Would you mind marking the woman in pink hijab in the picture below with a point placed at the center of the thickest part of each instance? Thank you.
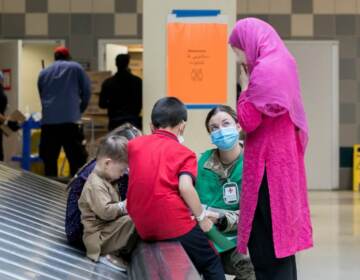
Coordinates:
(275, 218)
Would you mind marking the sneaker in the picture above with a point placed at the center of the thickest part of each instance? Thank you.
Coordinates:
(114, 262)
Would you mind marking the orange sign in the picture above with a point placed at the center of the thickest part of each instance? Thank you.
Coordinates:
(197, 62)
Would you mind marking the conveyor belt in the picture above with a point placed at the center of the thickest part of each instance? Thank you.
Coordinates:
(32, 239)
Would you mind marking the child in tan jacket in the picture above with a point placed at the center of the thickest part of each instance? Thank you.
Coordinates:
(108, 230)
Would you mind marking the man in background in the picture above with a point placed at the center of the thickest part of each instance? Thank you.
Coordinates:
(64, 92)
(121, 95)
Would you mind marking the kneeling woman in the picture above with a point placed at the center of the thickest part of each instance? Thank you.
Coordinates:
(219, 184)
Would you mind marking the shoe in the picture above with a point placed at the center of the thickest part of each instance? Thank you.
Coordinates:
(114, 262)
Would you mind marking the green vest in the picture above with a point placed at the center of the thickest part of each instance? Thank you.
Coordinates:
(209, 185)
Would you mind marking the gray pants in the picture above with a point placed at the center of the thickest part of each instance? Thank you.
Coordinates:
(238, 265)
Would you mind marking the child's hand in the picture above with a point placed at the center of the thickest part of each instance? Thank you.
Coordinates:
(206, 224)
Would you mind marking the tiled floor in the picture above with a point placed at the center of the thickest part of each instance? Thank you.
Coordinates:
(336, 223)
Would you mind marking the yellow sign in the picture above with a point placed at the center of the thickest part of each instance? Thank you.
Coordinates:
(197, 62)
(356, 168)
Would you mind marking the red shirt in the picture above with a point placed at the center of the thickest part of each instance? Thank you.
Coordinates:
(153, 200)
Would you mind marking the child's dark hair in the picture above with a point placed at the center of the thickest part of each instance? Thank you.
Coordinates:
(126, 130)
(114, 147)
(217, 109)
(168, 112)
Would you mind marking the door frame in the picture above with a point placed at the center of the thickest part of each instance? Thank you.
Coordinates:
(102, 48)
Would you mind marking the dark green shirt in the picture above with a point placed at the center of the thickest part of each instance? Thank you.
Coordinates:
(212, 175)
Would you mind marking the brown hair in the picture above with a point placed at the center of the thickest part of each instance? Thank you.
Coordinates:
(217, 109)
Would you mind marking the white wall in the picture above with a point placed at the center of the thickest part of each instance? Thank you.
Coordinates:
(320, 92)
(154, 84)
(32, 55)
==*==
▸ **EXERCISE AIM**:
Transcribe all of the material exactly, leaving out whatever pictures it contains.

▸ **TASK RESPONSE**:
Would you mind marking the woman in pink hijab in the picture below with a point placed at the center of the thickest part of each instance? Thank you.
Coordinates:
(275, 218)
Would you mind marking the sneaker in the picture above with a point placed at the center of the thickest part of each instance? Thank you.
Coordinates:
(114, 262)
Would you mind marking the orange sign in the picture above with a point placed at the center of the thickest part of each instance? Thank you.
Coordinates:
(197, 62)
Would you mind marking the conveyor belt in the picture above with a point placed at the center of the thickest part of each instance? Thank you.
Coordinates:
(32, 239)
Would you mind marking the child in tan jacket in the picture above with a point placed at the center of the thickest part of each instance? Thank you.
Coordinates:
(108, 230)
Would you mind marking the man in background in the picture above with a point placed at the center of the thickest part of each instance? Thank you.
Coordinates:
(64, 92)
(121, 95)
Would you mind marking the kneeling woman in the picture above with a point placed at the center of the thickest part of each instance? Thank you.
Coordinates:
(219, 184)
Would you mind marking the shoe in the picture above with a point placed at the center of the thickest part of each instance? Thank you.
Coordinates:
(114, 262)
Would you mind marking the green vest in the picture above with a point placed at the center of the thickest part of each instance? Thank you.
Coordinates:
(209, 185)
Would you mind marking the gray pants in the picture above with a point placed at the center of the thickest part of each instance? Thank you.
Coordinates:
(238, 265)
Would you mind marking the child's hand in the picture above with a point placed at the center of the thickest part of each instance? Thank you.
Coordinates:
(206, 224)
Would you mind marking the tiled floor in the picture above with a point placed at the center of the thickest part of each instance? Thank you.
Coordinates:
(336, 223)
Would you mind marking the yellow sign in the picture above with a point placed at the center of the thickest part of each instance? Thank you.
Coordinates:
(197, 62)
(356, 168)
Would you mind marking the red shirt in the picture above with a point placed at the center of the thickest part of each instance? Thank you.
Coordinates:
(153, 200)
Would you mind marking the child's dark hair in the picture above with a point placed at the center of the thickest part of each instance? Thank you.
Coordinates:
(126, 130)
(114, 147)
(217, 109)
(168, 112)
Would you mind marking the door frame in the picture above with a point placed at the center of the thickest part of each instance? Thank you.
Coordinates:
(102, 48)
Would you mind marking the dark green shirt in the picture above with a point placed at the center of the thickest part of each instance? Thank you.
Coordinates:
(212, 175)
Would you mind marking the brown hair in the picture above with a point placed at the center of the thickest part of each instance? Thank you.
Coordinates:
(217, 109)
Would you mind marking the white wall in the picture above with a point placed at the center of the thickest part of each instance? Thank you.
Coordinates:
(320, 92)
(154, 84)
(32, 55)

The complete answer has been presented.